### Page excerpt

Morgan demonstrated the hood for numerous fire departments; in the South, he was forced to pose as an "Indian" assistant and hire a white man to pretend to be "Mr. Morgan" in order to sell his product in those Jim Crow times. A later model was marketed for use in World War I (see image), but was not in fact the ancestor of the later, filter-based masks which eventually became a military standard. Mustard gas, alas, was heavier than air, and so Morgan's hood offered little protection against it. It was not, as some have implied, the first of its kind, nor was it the direct ancestor of the filtration-based masks of later years (see Ian Taggart's excellent site dispelling these myths).

### Work instructions
Print the passage on Morgan's hood word for word, starting at "Morgan demonstrated the" and ending at "dispelling these myths).". The material has no connection to the passage on Morgan's hood.

### Listed entries
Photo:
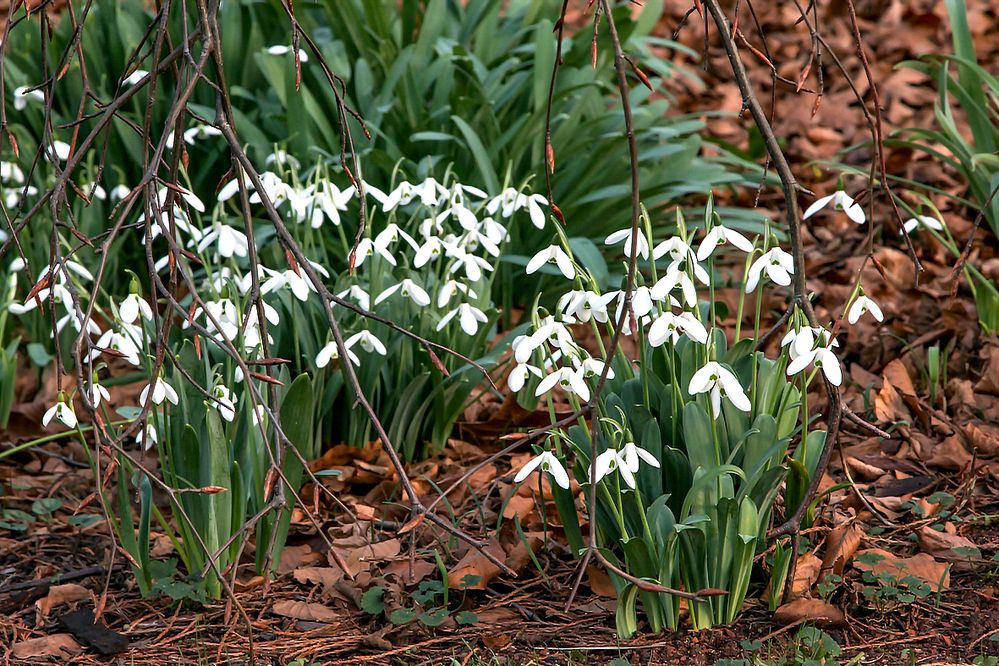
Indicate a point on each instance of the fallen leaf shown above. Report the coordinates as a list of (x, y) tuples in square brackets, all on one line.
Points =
[(896, 374), (59, 595), (841, 544), (293, 557), (324, 576), (361, 558), (54, 645), (819, 612), (600, 582), (984, 438), (93, 633), (805, 575), (922, 566), (474, 571), (888, 405), (301, 610), (946, 454), (959, 550)]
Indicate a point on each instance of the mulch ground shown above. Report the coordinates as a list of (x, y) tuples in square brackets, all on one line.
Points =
[(939, 469)]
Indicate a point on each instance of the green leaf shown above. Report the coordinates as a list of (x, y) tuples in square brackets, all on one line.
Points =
[(39, 355), (402, 615), (434, 618)]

### Task answer
Morgan demonstrated the hood for numerous fire departments; in the South, he was forced to pose as an "Indian" assistant and hire a white man to pretend to be "Mr. Morgan" in order to sell his product in those Jim Crow times. A later model was marketed for use in World War I (see image), but was not in fact the ancestor of the later, filter-based masks which eventually became a military standard. Mustard gas, alas, was heavier than air, and so Morgan's hood offered little protection against it. It was not, as some have implied, the first of its kind, nor was it the direct ancestor of the filtration-based masks of later years (see Ian Taggart's excellent site dispelling these myths).